Ein weiteres Beispiel in Sachen Clinical Grade Wearables bietet das Projekt „ CardioTEXTIL“, das derzeit vom Fraunhofer Instituts für Integrierte Schaltungen (IIS) entwickelt wird. Auch dieses Kleidungsstück – ein sogenanntes Holster – ist in der Lage, medizinische Daten rund um die Uhr zu erfassen. Die Zielgruppe sind hier Patienten mit kardiovaskulären Veränderung und koronaren Herzkrankheiten. Das textile Gurtsystem besteht dabei aus einem wachbaren, atmungsaktiven Polymergewebe. An dessen Innenseite sind Trockenelektroden und Signalleitungen eingearbeitet, die auf dem Brustkorb aufliegen. Diese nehmen drei EKG-Kanäle auf und leiten die Messdaten an eine auf der Außenseite angesteckte Elektronik weiter. Sie berechnet dann Parameter wie die Herzfrequenz, die Herzratenvariabilität und kann seltene Ereignisse wie Arrhythmien zuverlässig erkennen.

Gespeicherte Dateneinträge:
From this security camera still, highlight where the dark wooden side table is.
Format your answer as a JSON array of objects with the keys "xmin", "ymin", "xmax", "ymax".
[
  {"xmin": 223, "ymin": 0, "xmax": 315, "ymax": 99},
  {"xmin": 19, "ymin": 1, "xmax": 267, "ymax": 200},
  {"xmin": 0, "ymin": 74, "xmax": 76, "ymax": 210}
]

• **Aufgabenstellung**
Schreiben Sie aus dem Text über das Projekt CardioTEXTIL alles von „Ein weiteres Beispiel“ bis hin zu „Arrhythmien zuverlässig erkennen.“ wortgetreu ab.

• **Ergebnis**
Ein weiteres Beispiel in Sachen Clinical Grade Wearables bietet das Projekt „ CardioTEXTIL“, das derzeit vom Fraunhofer Instituts für Integrierte Schaltungen (IIS) entwickelt wird. Auch dieses Kleidungsstück – ein sogenanntes Holster – ist in der Lage, medizinische Daten rund um die Uhr zu erfassen. Die Zielgruppe sind hier Patienten mit kardiovaskulären Veränderung und koronaren Herzkrankheiten. Das textile Gurtsystem besteht dabei aus einem wachbaren, atmungsaktiven Polymergewebe. An dessen Innenseite sind Trockenelektroden und Signalleitungen eingearbeitet, die auf dem Brustkorb aufliegen. Diese nehmen drei EKG-Kanäle auf und leiten die Messdaten an eine auf der Außenseite angesteckte Elektronik weiter. Sie berechnet dann Parameter wie die Herzfrequenz, die Herzratenvariabilität und kann seltene Ereignisse wie Arrhythmien zuverlässig erkennen.